**Dataset excerpts:**
-- Opening Marker --
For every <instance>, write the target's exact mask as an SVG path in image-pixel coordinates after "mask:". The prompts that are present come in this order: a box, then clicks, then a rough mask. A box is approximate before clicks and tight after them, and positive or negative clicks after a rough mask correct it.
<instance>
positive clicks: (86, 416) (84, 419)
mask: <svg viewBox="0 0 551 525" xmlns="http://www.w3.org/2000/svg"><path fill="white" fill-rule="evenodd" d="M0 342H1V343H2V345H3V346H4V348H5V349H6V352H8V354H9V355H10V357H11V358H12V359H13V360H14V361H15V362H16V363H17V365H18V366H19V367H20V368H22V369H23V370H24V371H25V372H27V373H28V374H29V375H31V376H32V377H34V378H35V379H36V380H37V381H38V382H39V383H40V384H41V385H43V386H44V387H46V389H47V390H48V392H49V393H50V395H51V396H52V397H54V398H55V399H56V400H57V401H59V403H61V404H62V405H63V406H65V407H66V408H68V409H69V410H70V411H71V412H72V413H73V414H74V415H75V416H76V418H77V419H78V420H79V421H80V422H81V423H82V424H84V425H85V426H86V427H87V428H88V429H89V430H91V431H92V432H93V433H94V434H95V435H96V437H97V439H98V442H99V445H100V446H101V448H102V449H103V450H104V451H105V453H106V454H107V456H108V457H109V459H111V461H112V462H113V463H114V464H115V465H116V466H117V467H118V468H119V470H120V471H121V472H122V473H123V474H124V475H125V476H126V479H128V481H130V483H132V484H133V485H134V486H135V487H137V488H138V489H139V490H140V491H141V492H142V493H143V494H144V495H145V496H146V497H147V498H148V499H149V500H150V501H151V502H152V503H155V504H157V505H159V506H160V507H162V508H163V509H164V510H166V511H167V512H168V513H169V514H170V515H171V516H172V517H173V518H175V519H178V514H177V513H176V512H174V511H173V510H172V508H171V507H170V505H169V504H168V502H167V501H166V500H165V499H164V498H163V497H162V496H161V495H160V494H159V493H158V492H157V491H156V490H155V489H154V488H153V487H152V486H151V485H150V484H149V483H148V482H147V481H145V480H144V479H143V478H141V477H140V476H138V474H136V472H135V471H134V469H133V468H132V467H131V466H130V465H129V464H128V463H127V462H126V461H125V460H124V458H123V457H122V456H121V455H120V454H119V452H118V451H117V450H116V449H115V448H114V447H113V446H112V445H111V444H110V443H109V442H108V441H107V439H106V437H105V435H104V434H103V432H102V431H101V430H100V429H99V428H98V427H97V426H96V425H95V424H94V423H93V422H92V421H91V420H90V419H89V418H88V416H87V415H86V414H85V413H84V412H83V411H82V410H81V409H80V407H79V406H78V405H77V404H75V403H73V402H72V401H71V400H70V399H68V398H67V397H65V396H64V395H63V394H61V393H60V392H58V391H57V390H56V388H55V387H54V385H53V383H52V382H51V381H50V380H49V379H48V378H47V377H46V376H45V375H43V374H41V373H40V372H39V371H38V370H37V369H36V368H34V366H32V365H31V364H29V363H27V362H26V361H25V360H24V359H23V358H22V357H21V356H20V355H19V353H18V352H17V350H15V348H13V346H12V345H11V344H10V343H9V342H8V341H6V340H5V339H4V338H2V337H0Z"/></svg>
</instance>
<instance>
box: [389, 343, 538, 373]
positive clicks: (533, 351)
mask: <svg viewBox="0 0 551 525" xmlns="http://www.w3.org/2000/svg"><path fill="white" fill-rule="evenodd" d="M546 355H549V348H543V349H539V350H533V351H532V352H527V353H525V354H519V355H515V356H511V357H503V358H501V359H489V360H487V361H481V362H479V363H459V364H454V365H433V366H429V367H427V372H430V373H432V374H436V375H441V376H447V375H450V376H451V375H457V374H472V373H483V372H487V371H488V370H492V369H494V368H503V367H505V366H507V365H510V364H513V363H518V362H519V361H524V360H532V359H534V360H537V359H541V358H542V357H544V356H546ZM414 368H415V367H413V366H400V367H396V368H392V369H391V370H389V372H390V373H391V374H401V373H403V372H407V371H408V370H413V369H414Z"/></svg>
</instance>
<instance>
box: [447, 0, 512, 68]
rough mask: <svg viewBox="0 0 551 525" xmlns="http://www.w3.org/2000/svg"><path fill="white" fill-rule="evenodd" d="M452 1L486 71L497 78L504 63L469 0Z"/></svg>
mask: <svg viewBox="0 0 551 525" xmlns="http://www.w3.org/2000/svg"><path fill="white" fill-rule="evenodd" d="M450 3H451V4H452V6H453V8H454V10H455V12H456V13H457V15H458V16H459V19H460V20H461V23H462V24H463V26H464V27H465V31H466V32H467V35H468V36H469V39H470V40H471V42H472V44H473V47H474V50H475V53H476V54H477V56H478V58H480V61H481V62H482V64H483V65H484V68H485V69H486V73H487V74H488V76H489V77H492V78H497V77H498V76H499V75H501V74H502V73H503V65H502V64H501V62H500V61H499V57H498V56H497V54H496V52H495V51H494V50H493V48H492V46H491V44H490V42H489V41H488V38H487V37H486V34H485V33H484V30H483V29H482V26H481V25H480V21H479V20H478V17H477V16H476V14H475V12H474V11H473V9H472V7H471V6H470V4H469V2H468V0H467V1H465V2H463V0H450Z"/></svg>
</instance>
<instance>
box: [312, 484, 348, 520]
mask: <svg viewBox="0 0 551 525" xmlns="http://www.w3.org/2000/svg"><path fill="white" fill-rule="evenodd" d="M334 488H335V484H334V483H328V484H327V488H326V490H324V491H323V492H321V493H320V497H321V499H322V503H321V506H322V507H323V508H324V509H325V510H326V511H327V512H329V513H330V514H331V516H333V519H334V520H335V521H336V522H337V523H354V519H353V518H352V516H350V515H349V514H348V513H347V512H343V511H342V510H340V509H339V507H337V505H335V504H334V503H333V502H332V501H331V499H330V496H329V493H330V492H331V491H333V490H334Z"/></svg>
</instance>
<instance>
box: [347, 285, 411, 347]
-- Closing Marker --
**TASK PROMPT:** Put the lines from the start of the records through the line containing "positive clicks: (86, 416) (84, 419)" into a Markdown table with columns headed Row and Line, numbering each row and omitting blank lines.

**YOUR SOLUTION:**
| Row | Line |
|---|---|
| 1 | For every <instance>, write the target's exact mask as an SVG path in image-pixel coordinates after "mask:". The prompts that are present come in this order: a box, then clicks, then a rough mask. A box is approximate before clicks and tight after them, and positive or negative clicks after a rough mask correct it. |
| 2 | <instance> |
| 3 | positive clicks: (86, 416) (84, 419) |